YOUR TASK » Write what comes next in the Bangladesh Freedom Party text, picking up after its final sentence.

SUPPLIED TEXT »
Content starts

The Bangladesh Freedom Party is a party founded by Captain Khandaker Abdur Rashid, Colonel Syed Faruque Rahman and Major Bazlul Huda, the chief conspirators of the killing of Sheikh Mujibur Rahman on 15 August 1975.

1989 Assassination plot
On 10 August 1989, activists and leaders of Freedom Party allegedly launched an attack at Sheikh Hasina's the then residence in Dhanmondi's Road 32.

Freedom Party members Kajol and Kobir with 10-12 men attacked Hasina's residence by hurling bomb and firing gunshots, the case statement read.

They chanted the slogan “Farukh-Rashid Jindabad” as they left the place.

Following the incident, Zahurul Islam, a security guard of the residence, filed two cases—one for plotting to kill Hasina and other for hurling bomb—with Dhanmondi Police Station.

In 1997, eight years after the attack, Criminal Investigation Department's (CID) pressed charges against 19 people including Freedom Party leaders and Bangabandhu Sheikh Mujibur Rahman's murderers Lt Col (retd) Syed Farukul Islam, Lt Col (retd) Abdur Rashid and Maj (retd) Bazlul Huda in an attempted murder and another explosive case.

On 5 July 2009, charges were framed against 16 accused.

Four of the accused – Sohel alias Freedom Sohel, Golam Sarwar Mamun, Joj Miah and Syed Nazmul Maksud Murad – are currently in jail. Four accused – Humayun Kabir, Mizanur Rahman, Khandokar Amirul Islam and Md Shahjahan alias Balu – had been freed on bail.

Content ends

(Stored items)
Content starts

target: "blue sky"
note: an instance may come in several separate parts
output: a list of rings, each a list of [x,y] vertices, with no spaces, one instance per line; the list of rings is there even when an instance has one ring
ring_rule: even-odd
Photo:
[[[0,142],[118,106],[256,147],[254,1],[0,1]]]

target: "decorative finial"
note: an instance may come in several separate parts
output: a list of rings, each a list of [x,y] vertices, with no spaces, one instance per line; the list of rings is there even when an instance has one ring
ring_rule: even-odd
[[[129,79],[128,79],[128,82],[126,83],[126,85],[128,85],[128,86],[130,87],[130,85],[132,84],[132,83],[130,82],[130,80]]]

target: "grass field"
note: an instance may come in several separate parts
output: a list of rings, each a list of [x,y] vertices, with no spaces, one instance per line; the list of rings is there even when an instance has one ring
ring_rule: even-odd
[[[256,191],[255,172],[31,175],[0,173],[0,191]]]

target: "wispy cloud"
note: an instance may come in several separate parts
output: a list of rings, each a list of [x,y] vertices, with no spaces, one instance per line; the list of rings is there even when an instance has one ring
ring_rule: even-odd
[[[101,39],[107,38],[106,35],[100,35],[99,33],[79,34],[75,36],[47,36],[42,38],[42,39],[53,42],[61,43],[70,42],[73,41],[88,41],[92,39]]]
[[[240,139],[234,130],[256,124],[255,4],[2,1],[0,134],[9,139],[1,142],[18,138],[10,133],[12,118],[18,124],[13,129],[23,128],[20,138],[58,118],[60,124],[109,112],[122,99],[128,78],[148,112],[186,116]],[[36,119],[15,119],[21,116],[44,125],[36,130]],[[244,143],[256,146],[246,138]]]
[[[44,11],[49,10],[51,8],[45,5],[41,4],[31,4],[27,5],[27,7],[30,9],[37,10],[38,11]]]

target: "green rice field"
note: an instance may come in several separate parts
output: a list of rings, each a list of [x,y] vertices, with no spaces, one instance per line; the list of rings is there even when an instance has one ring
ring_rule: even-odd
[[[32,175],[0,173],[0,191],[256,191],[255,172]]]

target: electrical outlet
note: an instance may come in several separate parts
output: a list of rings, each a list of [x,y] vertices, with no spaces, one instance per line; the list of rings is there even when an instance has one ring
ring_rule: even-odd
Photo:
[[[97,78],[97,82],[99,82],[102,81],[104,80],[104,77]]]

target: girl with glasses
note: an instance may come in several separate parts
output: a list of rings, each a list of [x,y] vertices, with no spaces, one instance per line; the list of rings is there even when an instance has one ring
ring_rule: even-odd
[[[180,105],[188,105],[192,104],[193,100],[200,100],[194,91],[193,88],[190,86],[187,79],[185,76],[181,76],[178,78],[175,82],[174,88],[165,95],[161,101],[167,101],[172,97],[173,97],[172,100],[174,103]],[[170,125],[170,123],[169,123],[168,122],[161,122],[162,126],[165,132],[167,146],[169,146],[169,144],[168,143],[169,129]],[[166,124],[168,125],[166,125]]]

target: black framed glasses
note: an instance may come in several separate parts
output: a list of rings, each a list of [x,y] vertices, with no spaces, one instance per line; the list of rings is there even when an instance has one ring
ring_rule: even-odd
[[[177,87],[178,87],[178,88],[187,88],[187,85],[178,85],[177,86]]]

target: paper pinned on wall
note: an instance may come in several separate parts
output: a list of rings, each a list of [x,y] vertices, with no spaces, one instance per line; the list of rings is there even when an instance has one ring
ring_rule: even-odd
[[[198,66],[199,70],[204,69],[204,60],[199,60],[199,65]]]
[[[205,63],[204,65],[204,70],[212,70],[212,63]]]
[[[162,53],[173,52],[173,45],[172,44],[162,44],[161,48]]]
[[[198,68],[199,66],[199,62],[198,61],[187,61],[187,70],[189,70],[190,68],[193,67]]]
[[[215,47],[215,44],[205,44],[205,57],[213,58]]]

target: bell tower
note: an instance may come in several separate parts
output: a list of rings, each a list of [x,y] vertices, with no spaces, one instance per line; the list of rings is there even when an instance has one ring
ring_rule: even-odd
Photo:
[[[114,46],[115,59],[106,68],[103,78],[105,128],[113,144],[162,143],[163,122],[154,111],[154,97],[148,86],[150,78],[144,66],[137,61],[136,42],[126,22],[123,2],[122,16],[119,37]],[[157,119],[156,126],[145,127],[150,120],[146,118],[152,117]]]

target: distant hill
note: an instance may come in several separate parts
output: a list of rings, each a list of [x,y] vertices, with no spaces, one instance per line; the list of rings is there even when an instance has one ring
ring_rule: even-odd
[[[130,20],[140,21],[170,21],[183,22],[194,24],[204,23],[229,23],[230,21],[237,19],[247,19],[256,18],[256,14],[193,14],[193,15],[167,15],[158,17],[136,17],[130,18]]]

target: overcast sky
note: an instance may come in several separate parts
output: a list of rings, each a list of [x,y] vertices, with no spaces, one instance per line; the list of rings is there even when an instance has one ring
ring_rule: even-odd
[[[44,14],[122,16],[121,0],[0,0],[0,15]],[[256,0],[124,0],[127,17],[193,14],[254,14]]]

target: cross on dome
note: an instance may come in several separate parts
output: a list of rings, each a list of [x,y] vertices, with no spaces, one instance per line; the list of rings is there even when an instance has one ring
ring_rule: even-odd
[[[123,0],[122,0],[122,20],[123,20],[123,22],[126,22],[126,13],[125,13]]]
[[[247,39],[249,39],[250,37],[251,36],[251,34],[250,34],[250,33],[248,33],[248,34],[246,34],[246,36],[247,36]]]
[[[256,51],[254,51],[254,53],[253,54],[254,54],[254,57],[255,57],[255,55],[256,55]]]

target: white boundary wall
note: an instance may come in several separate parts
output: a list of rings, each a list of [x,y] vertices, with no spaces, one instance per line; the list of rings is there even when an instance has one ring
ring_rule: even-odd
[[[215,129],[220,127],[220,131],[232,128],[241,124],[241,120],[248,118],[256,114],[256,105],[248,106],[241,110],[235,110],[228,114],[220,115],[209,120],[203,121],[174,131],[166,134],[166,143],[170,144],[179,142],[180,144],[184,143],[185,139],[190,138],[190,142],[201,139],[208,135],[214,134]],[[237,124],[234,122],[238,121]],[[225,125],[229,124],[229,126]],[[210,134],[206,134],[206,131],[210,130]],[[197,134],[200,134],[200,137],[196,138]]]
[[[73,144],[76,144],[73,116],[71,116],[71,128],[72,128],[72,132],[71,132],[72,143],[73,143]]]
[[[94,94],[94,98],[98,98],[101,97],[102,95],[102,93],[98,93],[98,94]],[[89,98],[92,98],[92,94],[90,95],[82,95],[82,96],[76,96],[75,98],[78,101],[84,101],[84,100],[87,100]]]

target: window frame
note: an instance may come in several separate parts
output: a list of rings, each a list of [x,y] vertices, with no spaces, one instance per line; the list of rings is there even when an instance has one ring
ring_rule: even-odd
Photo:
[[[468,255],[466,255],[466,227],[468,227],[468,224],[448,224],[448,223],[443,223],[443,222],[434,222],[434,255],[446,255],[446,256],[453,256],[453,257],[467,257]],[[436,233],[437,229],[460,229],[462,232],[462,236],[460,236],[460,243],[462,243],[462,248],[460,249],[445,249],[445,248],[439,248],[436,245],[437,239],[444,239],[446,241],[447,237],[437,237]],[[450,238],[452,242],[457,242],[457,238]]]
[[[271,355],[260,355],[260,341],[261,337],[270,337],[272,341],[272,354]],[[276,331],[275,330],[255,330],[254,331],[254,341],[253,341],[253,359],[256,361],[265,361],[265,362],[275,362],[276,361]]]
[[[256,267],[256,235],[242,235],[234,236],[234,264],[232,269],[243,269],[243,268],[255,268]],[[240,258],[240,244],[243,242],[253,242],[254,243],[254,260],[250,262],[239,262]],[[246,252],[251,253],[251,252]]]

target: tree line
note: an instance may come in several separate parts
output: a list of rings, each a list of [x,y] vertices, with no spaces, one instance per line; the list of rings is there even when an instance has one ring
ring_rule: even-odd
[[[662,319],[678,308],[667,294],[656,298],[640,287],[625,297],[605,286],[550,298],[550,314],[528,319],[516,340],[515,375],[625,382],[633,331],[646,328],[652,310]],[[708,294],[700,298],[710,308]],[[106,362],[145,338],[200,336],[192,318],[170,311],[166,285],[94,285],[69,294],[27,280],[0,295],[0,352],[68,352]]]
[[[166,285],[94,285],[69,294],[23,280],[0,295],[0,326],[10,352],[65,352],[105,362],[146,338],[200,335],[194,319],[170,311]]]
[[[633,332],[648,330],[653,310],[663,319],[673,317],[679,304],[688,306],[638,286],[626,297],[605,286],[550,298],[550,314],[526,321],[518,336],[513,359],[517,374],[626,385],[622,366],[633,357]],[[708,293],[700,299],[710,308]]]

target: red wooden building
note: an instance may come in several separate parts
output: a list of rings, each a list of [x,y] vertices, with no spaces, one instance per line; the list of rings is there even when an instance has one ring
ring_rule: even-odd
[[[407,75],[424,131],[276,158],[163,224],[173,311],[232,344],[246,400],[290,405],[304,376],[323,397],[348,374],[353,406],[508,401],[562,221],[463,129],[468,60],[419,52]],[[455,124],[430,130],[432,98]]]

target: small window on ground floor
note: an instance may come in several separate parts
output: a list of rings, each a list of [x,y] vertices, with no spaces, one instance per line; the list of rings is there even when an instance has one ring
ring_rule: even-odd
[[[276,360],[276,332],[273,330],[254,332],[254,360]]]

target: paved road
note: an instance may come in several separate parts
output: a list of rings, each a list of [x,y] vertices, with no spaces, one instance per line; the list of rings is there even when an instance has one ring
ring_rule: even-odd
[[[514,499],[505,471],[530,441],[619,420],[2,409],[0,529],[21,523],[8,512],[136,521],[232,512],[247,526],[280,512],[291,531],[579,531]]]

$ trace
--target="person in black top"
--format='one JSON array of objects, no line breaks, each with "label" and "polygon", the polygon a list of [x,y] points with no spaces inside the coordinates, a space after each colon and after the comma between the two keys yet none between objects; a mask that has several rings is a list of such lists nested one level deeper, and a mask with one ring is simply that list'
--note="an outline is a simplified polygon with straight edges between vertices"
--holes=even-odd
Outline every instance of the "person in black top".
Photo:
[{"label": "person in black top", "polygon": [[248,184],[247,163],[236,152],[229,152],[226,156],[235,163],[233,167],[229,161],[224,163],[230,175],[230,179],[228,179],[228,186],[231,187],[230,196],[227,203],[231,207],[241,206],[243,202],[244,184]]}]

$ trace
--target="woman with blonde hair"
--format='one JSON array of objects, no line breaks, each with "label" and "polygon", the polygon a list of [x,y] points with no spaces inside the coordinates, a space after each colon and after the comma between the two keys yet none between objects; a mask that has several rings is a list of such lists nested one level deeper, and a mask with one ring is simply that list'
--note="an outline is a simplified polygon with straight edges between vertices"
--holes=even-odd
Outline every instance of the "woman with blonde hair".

Content ends

EXERCISE RESPONSE »
Two others—Zafar Ahmed and H Kabir—are absconding while two of the accused – Gazi Liakat Hossain and Rezaul Islam Khan – died earlier.

Syed Faruk and Bazlul Huda have been executed in the Bangabandhu murder case.

1990- present
On 11 February 1990, activists of the Freedom Party attacked a Bangladesh Awami League rally killing Harun-ur-Rashid and injuring others. The party, according to 1997 UNHRC report, kept a low profile.

According to the Bangladesh Police, from 2000 onward, Mehnaz Rashid, daughter of Khandaker Abdur Rashid, had been involved in reorganizing Freedom Party. She contested the parliamentary polls in 2001 and 2008 from Chandina of Comilla on Freedom Party ticket.

In 2009, Mehnaz Rashid was arrested by police, along with  Kamrul Haque Swapan, younger brother of Major Sharful Haq Dalim for suspected links to a bomb attack on Awami League lawmaker Fazle Noor Taposh.

The party's current chairman is Colonel Faruque's son Syed Tariq Rahman, who lives in Sydney.